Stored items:

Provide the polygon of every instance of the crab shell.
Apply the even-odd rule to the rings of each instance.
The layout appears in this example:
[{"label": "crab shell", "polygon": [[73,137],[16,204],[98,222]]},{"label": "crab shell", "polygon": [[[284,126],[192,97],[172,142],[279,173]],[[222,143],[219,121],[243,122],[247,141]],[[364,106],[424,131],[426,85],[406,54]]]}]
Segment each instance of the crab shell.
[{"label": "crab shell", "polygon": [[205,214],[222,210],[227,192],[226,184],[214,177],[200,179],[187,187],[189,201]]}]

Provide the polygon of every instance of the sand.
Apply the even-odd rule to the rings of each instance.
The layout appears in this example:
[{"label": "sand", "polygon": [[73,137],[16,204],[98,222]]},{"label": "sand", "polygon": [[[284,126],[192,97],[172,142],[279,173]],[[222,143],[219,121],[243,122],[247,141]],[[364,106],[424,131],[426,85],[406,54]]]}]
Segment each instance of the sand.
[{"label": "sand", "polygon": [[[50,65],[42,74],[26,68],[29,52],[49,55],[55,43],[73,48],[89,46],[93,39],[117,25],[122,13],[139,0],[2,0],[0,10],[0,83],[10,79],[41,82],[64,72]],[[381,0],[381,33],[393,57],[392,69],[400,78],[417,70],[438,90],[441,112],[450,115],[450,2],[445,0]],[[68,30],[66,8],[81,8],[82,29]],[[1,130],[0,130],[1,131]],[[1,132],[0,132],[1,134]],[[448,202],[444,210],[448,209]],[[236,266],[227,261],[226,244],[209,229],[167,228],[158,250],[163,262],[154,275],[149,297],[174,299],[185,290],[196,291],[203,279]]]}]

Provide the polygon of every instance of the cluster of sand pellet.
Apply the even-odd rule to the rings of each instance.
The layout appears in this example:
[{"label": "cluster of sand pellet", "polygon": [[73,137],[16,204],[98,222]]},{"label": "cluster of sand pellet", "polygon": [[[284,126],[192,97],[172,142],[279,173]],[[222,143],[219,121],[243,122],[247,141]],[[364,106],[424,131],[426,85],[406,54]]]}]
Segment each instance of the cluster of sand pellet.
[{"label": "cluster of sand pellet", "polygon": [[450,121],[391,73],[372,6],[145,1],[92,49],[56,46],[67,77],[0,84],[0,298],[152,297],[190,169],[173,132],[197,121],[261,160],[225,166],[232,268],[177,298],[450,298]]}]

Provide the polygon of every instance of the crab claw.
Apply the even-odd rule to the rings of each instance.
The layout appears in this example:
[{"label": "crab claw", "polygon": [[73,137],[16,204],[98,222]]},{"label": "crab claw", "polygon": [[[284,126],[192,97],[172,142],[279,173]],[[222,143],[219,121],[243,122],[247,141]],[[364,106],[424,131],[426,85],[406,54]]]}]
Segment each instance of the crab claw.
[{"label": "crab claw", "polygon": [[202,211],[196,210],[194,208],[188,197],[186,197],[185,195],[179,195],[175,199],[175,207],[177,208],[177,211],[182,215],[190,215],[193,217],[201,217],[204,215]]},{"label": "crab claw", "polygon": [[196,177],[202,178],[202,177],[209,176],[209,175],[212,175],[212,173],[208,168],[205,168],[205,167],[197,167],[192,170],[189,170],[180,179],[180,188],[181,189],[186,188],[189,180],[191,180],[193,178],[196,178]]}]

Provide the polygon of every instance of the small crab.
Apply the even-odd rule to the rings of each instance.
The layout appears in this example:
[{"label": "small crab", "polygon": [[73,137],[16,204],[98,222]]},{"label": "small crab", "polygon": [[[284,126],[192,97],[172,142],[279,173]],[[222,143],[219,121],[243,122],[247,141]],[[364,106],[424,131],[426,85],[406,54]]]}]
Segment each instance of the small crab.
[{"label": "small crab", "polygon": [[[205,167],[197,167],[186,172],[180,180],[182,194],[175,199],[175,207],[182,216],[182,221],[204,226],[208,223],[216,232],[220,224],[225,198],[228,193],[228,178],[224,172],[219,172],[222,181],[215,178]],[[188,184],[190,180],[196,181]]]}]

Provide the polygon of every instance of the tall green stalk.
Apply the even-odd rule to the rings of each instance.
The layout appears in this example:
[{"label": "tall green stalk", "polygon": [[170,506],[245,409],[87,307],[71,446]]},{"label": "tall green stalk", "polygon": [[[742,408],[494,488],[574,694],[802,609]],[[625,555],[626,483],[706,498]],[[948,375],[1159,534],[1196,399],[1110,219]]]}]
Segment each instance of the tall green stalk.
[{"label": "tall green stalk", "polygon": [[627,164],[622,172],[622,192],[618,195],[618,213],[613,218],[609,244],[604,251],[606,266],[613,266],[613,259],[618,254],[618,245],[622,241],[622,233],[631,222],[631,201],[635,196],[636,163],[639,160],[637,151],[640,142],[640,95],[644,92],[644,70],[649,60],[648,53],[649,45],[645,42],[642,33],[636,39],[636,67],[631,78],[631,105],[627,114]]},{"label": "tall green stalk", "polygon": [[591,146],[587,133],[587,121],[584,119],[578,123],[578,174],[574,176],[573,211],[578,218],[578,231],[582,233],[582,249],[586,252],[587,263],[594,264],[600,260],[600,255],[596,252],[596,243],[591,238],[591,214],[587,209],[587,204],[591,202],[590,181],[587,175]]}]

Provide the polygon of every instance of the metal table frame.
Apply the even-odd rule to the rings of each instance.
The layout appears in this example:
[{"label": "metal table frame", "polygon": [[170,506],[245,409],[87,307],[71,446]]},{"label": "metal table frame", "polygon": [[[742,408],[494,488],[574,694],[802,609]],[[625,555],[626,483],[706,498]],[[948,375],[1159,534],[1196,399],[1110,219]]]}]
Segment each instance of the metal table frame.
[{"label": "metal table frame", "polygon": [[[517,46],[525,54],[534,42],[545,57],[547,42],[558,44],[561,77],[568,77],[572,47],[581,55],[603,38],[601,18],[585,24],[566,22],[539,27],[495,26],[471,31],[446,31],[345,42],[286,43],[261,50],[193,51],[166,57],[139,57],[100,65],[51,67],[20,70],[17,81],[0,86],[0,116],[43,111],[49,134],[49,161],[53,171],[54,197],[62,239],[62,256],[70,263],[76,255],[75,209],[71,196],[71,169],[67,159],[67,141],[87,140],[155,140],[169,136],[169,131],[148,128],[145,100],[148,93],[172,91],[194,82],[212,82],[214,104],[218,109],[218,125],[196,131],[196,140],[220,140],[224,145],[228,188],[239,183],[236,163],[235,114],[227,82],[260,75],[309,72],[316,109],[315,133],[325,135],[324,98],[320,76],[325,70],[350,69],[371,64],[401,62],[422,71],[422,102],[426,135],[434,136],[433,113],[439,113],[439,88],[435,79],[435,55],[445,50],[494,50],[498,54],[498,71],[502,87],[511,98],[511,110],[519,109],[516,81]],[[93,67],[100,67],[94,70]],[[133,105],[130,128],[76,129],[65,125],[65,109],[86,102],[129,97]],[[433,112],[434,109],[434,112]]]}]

» Exercise:
Reproduce the records exactly as they appear.

» Solution to the problem:
Provide the polygon of every instance of the crab shell.
Apply the even-odd rule to the rings of each instance.
The layout appears in this example:
[{"label": "crab shell", "polygon": [[73,137],[16,204],[98,222]]},{"label": "crab shell", "polygon": [[[284,126],[192,97],[172,142],[279,173]],[[222,143],[219,121],[243,122],[247,141]],[[364,106],[424,131],[426,85],[406,54]]]}]
Segment each instance of the crab shell.
[{"label": "crab shell", "polygon": [[205,214],[222,210],[227,192],[226,184],[214,177],[200,179],[187,187],[189,201]]}]

Provide the polygon of every instance of the sand.
Apply the even-odd rule to the rings of each instance.
The layout appears in this example:
[{"label": "sand", "polygon": [[73,137],[16,204],[98,222]]},{"label": "sand", "polygon": [[[284,126],[192,97],[172,142],[279,173]],[[222,143],[219,121],[243,122],[247,141]],[[364,106],[424,131],[426,85],[406,54]]]}]
Segment each instance of the sand.
[{"label": "sand", "polygon": [[[50,65],[42,74],[26,68],[29,52],[49,55],[55,43],[73,48],[89,46],[93,39],[117,25],[122,13],[139,0],[2,0],[0,10],[0,83],[10,79],[41,82],[64,72]],[[381,0],[381,33],[393,57],[392,69],[400,78],[417,70],[438,90],[441,112],[450,115],[450,2],[445,0]],[[68,30],[66,8],[81,8],[82,29]],[[1,130],[0,130],[1,131]],[[1,132],[0,132],[1,134]],[[448,202],[444,210],[448,209]],[[236,266],[227,261],[226,244],[209,229],[167,228],[158,250],[163,262],[154,275],[149,297],[174,299],[185,290],[196,291],[203,279]]]}]

Provide the polygon of every instance of the cluster of sand pellet.
Apply the even-odd rule to the rings of each instance.
The layout appears in this example:
[{"label": "cluster of sand pellet", "polygon": [[73,137],[16,204],[98,222]]},{"label": "cluster of sand pellet", "polygon": [[[284,126],[192,97],[172,142],[279,173]],[[222,143],[219,121],[243,122],[247,141]],[[364,106],[424,131],[426,85],[406,54]]]}]
Segment each instance of the cluster of sand pellet.
[{"label": "cluster of sand pellet", "polygon": [[450,121],[391,73],[372,6],[145,1],[92,49],[56,46],[67,77],[0,84],[0,298],[152,297],[190,169],[173,132],[197,121],[261,160],[225,166],[232,268],[177,298],[450,298]]}]

Provide the polygon of every instance of the crab claw.
Apply the even-odd rule to the rings of each instance.
The layout appears in this example:
[{"label": "crab claw", "polygon": [[73,137],[16,204],[98,222]]},{"label": "crab claw", "polygon": [[[284,126],[192,97],[172,142],[279,173]],[[222,143],[219,121],[243,122],[247,141]],[[364,106],[424,131],[426,85],[406,54]]]}]
Segment each instance of the crab claw.
[{"label": "crab claw", "polygon": [[202,211],[196,210],[194,208],[188,197],[186,197],[185,195],[179,195],[175,199],[175,207],[177,208],[177,211],[182,215],[190,215],[193,217],[201,217],[204,215]]},{"label": "crab claw", "polygon": [[196,177],[202,178],[202,177],[209,176],[209,175],[212,175],[212,173],[208,168],[205,168],[205,167],[197,167],[192,170],[189,170],[180,179],[180,188],[181,189],[186,188],[189,180],[191,180],[193,178],[196,178]]}]

Provide the polygon of every instance of the small crab.
Apply the even-odd rule to the rings of each instance.
The layout appears in this example:
[{"label": "small crab", "polygon": [[73,137],[16,204],[98,222]]},{"label": "small crab", "polygon": [[[284,126],[192,97],[172,142],[279,173]],[[222,143],[219,121],[243,122],[247,141]],[[364,106],[424,131],[426,85],[406,54]]]}]
Segment each instance of the small crab.
[{"label": "small crab", "polygon": [[[205,167],[197,167],[186,172],[180,180],[182,194],[175,199],[175,207],[182,216],[182,221],[204,226],[208,223],[216,232],[220,224],[225,198],[228,193],[228,178],[224,172],[219,172],[222,181],[215,178]],[[188,184],[190,180],[196,181]]]}]

Provide the polygon of every instance of the tall green stalk.
Apply the even-odd rule to the rings of each instance.
The layout appears in this example:
[{"label": "tall green stalk", "polygon": [[170,506],[245,409],[87,307],[71,446]]},{"label": "tall green stalk", "polygon": [[[742,408],[494,488],[574,694],[802,609]],[[625,555],[626,483],[706,498]],[[948,375],[1159,534],[1196,399],[1110,219]]]}]
Segment each instance of the tall green stalk.
[{"label": "tall green stalk", "polygon": [[627,164],[622,172],[622,192],[618,195],[618,213],[613,218],[609,244],[604,251],[606,266],[613,266],[613,259],[618,254],[618,245],[622,241],[622,233],[631,222],[631,201],[635,196],[636,163],[639,160],[637,151],[640,142],[640,95],[644,92],[644,70],[649,60],[648,53],[649,45],[645,42],[642,33],[636,39],[636,67],[631,78],[631,105],[627,114]]},{"label": "tall green stalk", "polygon": [[591,146],[587,133],[587,121],[584,119],[578,123],[578,174],[574,176],[573,211],[578,218],[578,231],[582,233],[582,249],[586,252],[587,263],[594,264],[600,260],[600,255],[596,252],[596,243],[591,238],[591,214],[587,209],[587,204],[591,202],[590,181],[587,175]]}]

Provide the polygon of every instance of the metal table frame.
Apply the even-odd rule to the rings of each instance.
The layout appears in this example:
[{"label": "metal table frame", "polygon": [[170,506],[245,409],[87,307],[71,446]]},{"label": "metal table frame", "polygon": [[[742,408],[494,488],[574,694],[802,609]],[[625,555],[626,483],[706,498]],[[948,375],[1159,534],[1196,399],[1110,219]]]}]
Segment each instance of the metal table frame.
[{"label": "metal table frame", "polygon": [[[517,46],[525,54],[534,42],[545,57],[547,42],[558,44],[561,77],[568,77],[572,47],[581,55],[603,38],[601,18],[585,24],[566,22],[539,27],[495,26],[471,31],[446,31],[345,42],[286,43],[261,50],[193,51],[166,57],[139,57],[100,65],[51,67],[20,70],[17,81],[0,86],[0,116],[43,111],[49,134],[49,161],[53,171],[54,197],[62,239],[62,256],[70,263],[76,255],[75,209],[71,196],[71,169],[67,159],[67,141],[87,140],[155,140],[169,136],[169,131],[148,128],[145,100],[148,93],[172,91],[194,82],[212,82],[214,104],[218,109],[218,125],[196,131],[196,140],[220,140],[224,145],[228,188],[239,183],[236,163],[235,114],[227,82],[260,75],[309,72],[316,109],[315,133],[325,135],[324,98],[320,76],[325,70],[350,69],[371,64],[401,62],[422,71],[422,102],[426,135],[434,136],[433,113],[439,113],[439,88],[435,79],[435,55],[445,50],[494,50],[498,54],[498,71],[502,87],[511,98],[511,110],[519,109],[516,81]],[[93,67],[100,67],[94,70]],[[133,105],[130,128],[76,129],[65,125],[65,109],[86,102],[129,97]],[[433,112],[434,109],[434,112]]]}]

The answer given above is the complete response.